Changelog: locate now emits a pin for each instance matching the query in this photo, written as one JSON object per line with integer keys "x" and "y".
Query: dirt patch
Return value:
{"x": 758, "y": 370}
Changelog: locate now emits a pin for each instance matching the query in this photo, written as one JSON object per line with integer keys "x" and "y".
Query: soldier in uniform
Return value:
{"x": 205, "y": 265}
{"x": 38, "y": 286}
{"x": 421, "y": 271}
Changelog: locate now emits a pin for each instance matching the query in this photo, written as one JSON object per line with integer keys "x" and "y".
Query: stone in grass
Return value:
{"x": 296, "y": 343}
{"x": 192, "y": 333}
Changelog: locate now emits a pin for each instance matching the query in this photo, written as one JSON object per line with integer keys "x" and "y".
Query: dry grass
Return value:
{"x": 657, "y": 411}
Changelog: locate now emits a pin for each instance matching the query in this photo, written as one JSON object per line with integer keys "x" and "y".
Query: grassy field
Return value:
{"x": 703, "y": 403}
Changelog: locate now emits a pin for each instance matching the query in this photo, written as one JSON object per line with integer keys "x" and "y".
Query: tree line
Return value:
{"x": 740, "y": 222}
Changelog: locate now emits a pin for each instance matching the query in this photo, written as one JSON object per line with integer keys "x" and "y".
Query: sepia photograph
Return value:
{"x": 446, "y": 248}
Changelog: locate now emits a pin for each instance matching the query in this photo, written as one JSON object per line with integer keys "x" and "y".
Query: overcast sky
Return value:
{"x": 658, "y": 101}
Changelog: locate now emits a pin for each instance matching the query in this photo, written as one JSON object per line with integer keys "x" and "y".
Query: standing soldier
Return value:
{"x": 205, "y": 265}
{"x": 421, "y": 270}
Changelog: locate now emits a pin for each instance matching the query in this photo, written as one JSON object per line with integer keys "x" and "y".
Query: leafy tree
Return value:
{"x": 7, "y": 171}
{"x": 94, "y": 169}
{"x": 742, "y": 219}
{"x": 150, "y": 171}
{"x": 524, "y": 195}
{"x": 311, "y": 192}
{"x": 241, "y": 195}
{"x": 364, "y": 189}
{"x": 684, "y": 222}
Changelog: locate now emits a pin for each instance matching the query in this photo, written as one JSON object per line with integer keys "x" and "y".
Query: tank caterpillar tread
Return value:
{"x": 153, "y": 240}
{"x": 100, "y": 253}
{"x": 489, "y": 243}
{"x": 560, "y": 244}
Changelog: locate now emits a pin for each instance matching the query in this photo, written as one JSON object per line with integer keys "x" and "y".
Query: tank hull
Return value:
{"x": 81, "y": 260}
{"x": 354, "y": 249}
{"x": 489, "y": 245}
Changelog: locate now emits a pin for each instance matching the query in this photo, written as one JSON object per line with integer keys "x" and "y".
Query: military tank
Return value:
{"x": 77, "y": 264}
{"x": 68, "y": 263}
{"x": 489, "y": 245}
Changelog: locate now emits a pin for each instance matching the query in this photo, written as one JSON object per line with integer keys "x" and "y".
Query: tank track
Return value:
...
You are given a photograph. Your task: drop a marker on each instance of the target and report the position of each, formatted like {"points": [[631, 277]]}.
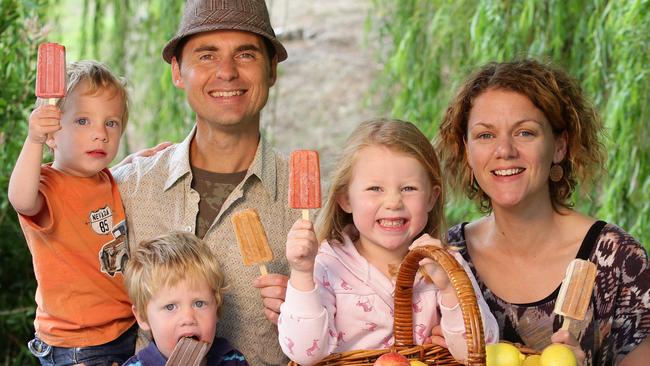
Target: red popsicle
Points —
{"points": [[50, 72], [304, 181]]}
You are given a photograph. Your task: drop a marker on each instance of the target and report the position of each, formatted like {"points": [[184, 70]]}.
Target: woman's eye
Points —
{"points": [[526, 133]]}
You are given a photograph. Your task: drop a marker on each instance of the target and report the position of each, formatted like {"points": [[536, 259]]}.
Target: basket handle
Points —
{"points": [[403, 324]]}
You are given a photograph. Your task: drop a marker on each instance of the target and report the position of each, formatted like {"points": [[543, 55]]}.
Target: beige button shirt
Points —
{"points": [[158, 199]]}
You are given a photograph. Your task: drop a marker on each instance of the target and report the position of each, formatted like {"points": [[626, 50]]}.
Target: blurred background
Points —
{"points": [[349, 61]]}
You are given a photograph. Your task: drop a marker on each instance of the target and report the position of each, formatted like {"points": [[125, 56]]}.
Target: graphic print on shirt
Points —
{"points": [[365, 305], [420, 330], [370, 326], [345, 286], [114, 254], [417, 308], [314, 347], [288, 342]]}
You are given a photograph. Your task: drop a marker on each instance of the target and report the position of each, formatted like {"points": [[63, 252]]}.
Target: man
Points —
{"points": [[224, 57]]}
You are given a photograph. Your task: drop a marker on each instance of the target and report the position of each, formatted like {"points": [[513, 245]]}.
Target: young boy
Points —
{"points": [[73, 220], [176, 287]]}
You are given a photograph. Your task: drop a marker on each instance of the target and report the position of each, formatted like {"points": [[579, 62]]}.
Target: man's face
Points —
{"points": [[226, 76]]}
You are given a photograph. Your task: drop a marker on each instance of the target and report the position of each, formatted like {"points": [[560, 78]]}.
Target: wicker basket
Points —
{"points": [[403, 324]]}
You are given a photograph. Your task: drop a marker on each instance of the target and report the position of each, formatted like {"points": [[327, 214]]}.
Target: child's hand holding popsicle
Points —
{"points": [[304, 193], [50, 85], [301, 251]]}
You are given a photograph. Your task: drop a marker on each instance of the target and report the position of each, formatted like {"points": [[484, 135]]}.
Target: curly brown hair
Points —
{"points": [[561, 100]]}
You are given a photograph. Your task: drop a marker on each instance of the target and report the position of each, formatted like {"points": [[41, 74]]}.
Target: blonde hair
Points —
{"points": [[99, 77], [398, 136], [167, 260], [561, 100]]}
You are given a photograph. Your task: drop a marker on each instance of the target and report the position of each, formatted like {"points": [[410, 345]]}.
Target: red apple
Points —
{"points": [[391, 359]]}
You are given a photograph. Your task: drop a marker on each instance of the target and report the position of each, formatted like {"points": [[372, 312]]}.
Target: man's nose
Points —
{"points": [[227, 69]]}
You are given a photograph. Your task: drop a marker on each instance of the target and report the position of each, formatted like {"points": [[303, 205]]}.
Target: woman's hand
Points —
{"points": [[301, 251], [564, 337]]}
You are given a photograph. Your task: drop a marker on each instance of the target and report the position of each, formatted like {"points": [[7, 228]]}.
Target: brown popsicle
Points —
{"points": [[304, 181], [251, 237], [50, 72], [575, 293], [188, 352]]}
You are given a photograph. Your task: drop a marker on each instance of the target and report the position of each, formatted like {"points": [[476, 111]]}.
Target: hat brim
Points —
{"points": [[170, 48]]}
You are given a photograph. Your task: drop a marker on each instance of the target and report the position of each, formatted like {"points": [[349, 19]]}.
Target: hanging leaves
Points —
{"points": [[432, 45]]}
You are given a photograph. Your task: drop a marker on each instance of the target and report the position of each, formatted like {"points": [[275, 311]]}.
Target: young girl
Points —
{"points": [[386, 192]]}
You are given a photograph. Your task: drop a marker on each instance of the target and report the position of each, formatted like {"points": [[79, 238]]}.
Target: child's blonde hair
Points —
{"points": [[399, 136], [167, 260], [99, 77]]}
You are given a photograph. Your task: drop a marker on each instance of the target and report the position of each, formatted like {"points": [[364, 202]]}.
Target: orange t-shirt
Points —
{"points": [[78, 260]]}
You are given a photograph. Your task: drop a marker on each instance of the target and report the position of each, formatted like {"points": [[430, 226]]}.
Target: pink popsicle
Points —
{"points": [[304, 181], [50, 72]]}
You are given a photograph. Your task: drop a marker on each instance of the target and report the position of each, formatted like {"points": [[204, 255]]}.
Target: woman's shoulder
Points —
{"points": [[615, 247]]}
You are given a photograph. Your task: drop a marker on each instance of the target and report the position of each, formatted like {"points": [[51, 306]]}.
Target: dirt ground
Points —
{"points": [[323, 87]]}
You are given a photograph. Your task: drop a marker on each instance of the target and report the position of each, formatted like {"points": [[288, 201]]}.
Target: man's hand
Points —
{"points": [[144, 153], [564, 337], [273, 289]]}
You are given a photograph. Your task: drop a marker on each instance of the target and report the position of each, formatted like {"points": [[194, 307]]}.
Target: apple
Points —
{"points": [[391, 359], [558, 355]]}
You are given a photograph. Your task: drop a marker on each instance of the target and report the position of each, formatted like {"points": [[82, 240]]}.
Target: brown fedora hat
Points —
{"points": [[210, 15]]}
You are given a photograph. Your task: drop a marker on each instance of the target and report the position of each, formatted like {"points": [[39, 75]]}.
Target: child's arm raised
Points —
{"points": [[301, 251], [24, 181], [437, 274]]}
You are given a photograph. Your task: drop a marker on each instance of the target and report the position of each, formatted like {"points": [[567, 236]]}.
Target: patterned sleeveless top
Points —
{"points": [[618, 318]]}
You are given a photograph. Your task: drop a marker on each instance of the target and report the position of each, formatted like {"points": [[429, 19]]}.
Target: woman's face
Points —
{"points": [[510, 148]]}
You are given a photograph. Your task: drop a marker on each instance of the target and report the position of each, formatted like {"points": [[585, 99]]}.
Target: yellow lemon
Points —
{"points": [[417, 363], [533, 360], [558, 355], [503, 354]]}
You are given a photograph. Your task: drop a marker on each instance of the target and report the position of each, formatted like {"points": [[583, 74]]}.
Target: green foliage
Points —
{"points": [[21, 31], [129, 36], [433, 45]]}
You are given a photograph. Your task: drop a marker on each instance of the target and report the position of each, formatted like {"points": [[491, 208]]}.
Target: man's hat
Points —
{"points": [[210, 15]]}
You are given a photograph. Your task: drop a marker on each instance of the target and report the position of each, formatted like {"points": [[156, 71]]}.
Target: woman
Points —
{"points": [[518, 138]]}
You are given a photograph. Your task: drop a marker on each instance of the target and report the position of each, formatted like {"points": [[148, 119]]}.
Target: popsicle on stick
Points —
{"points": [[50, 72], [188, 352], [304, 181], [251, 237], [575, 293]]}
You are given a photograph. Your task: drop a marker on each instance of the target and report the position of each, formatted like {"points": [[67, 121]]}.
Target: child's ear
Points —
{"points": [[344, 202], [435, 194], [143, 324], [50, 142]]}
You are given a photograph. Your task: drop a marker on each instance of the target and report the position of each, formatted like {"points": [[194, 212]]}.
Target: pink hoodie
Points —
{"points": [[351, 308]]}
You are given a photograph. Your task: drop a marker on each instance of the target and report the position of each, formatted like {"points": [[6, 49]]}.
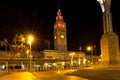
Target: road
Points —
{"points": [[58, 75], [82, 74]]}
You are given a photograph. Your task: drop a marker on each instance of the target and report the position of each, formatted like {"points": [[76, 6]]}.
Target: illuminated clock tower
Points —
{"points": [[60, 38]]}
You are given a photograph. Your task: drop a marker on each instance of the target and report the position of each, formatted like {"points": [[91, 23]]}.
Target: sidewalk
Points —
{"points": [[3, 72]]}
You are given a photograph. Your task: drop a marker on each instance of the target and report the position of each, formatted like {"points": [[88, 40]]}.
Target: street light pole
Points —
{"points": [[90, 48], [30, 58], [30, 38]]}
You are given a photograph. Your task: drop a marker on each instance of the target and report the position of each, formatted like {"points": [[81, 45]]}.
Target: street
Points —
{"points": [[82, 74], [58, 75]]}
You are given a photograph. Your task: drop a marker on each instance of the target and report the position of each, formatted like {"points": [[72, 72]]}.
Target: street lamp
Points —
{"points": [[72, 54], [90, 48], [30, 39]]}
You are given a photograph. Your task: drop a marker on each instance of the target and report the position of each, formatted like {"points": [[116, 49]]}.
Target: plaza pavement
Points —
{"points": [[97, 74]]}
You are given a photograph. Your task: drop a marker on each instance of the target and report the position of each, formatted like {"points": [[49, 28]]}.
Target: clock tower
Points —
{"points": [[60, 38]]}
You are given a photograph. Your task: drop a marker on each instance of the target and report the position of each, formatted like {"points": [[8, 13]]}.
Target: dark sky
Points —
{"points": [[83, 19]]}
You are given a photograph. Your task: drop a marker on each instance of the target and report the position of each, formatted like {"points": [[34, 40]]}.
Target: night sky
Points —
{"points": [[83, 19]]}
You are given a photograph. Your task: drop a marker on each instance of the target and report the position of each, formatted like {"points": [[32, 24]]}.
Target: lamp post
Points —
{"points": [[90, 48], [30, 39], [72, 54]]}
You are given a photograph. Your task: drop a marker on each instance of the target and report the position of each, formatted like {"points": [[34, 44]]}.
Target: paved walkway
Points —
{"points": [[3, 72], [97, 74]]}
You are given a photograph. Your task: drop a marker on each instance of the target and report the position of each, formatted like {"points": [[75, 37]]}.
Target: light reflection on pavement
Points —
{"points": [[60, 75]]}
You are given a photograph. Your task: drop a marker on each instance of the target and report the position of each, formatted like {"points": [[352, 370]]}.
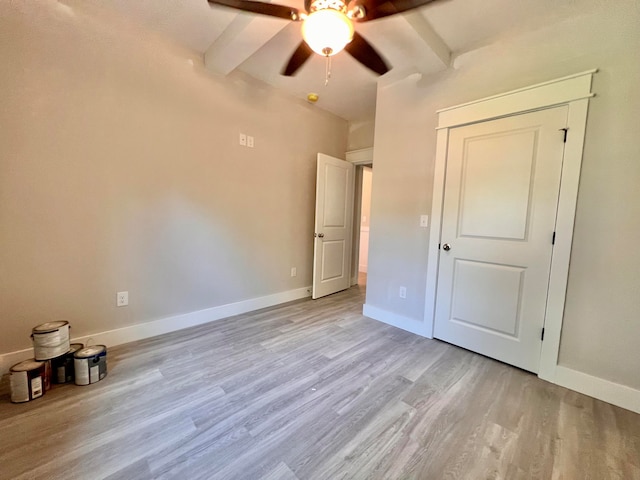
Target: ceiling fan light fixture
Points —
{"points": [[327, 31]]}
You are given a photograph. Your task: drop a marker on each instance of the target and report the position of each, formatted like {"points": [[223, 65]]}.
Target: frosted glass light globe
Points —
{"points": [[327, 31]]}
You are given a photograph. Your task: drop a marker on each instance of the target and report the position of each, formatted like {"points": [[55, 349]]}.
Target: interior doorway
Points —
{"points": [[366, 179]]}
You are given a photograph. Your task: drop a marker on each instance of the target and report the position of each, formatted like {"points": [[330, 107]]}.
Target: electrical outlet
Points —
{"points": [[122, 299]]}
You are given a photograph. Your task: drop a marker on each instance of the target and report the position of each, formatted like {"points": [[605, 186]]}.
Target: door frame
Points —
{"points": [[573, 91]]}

== The task ==
What lines in the data above contain the word "hair"? Show them all.

== Response area ==
Target: curly brown hair
Target: blonde hair
Target: child's blonde hair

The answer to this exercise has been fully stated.